- Extracted information

┄┄┄┄┄┄┄┄┄┄┄┄┄┄┄┄┄┄┄┄

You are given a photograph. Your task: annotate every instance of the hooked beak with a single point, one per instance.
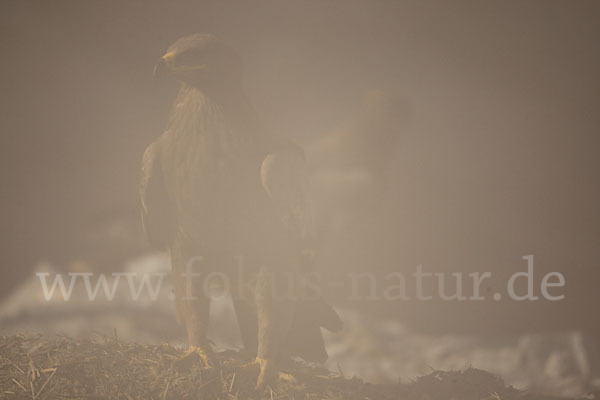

┄┄┄┄┄┄┄┄┄┄┄┄┄┄┄┄┄┄┄┄

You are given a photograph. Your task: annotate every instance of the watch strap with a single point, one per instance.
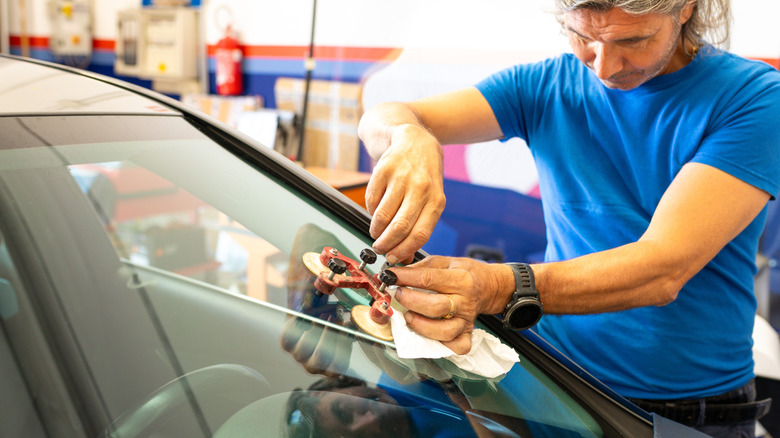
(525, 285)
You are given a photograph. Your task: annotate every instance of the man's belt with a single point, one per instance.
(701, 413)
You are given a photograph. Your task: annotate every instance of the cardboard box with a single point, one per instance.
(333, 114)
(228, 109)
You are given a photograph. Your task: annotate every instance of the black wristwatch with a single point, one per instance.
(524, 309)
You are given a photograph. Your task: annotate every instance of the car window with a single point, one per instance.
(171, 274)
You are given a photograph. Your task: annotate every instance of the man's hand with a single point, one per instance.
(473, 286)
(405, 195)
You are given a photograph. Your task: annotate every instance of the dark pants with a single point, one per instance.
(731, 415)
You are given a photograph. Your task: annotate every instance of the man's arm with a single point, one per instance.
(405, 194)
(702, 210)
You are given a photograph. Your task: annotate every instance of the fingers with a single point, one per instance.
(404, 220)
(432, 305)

┄┄┄┄┄┄┄┄┄┄┄┄┄┄┄┄┄┄┄┄

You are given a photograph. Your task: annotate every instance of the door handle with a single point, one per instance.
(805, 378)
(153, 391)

┄┄┄┄┄┄┄┄┄┄┄┄┄┄┄┄┄┄┄┄

- Prompt
State how many lines in the listing contain the string "window", counting only matches with the same letter case. Reply with the number alone.

- Solution to the problem
1